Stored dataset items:
▼

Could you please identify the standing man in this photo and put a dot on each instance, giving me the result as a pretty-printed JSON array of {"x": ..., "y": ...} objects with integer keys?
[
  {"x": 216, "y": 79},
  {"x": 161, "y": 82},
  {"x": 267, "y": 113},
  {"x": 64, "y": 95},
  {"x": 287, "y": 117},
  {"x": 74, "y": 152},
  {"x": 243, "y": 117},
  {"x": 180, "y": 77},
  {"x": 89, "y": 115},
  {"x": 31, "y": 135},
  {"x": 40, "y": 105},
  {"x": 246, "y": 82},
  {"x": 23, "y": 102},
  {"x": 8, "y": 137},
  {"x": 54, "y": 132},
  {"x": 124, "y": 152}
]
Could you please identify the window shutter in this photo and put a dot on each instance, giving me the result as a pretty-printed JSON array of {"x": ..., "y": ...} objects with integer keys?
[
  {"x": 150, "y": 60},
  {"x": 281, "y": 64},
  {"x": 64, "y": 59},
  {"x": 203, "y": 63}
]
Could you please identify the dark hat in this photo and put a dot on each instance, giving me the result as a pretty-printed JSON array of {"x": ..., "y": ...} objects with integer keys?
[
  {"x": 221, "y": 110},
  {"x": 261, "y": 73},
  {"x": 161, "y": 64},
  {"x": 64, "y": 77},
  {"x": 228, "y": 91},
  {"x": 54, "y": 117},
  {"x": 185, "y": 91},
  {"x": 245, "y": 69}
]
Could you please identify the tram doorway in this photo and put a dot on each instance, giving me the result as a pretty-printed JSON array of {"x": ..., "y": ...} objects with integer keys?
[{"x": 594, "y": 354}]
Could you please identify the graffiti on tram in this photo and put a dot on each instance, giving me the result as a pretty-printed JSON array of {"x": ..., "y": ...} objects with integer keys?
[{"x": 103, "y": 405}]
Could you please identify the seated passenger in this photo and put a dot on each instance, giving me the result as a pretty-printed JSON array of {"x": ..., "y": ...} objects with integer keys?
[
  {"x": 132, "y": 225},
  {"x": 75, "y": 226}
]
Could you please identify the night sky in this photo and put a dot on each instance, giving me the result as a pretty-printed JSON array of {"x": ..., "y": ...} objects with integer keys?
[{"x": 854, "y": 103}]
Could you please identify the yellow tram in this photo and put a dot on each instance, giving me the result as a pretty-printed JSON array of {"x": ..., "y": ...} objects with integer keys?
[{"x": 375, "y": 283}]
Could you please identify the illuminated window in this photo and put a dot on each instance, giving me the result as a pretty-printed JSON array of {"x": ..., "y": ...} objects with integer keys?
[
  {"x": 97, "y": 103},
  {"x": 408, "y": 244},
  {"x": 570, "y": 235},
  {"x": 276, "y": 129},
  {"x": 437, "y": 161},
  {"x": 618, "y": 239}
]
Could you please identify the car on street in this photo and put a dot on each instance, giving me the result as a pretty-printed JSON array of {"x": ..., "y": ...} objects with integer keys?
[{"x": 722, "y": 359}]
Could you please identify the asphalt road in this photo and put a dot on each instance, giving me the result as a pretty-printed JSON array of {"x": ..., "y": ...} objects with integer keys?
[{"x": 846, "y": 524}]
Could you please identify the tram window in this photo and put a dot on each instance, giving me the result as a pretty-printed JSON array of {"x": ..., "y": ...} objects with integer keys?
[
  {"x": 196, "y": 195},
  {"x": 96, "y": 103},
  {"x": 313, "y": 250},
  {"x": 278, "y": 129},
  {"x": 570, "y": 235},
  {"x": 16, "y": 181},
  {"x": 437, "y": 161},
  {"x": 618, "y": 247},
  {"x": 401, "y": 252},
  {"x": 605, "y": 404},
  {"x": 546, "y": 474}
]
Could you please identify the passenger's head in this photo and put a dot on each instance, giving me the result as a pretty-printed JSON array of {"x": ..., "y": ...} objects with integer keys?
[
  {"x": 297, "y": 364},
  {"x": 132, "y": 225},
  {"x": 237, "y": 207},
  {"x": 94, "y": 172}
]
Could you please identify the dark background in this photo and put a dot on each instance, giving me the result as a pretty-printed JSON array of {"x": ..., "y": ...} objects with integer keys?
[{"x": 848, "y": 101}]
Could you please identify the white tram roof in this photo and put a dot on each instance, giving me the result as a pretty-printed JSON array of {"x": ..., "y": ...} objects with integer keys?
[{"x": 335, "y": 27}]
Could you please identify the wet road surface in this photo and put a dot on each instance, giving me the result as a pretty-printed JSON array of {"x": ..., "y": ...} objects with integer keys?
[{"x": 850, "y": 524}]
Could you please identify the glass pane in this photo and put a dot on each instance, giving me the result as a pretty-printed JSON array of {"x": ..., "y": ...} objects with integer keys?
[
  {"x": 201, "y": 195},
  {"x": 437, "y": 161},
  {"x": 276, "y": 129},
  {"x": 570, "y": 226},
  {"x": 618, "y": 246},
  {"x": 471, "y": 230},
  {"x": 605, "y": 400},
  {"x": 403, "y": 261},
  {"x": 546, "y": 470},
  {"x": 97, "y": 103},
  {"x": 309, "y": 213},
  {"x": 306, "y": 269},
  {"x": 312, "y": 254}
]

▲

§ **What you need to do**: Output an exact copy of the lines beginning at the one that holds "Could you please identify the wet" and running through the final line of the records.

§ **The response**:
Could you please identify the wet road surface in this photo and put a dot on each instance, giving me the result as a pretty-printed JSON array of {"x": ..., "y": ...} objects with integer keys?
[{"x": 850, "y": 524}]
Could you please identify the glass pane in this photo and put a dot on each instance, giving me the result as a pretty-printed JSON array of {"x": ..., "y": ...} objects with integer keys?
[
  {"x": 201, "y": 195},
  {"x": 437, "y": 161},
  {"x": 276, "y": 129},
  {"x": 570, "y": 226},
  {"x": 618, "y": 246},
  {"x": 471, "y": 230},
  {"x": 605, "y": 400},
  {"x": 403, "y": 261},
  {"x": 546, "y": 470},
  {"x": 97, "y": 103},
  {"x": 309, "y": 213},
  {"x": 306, "y": 269},
  {"x": 312, "y": 254}
]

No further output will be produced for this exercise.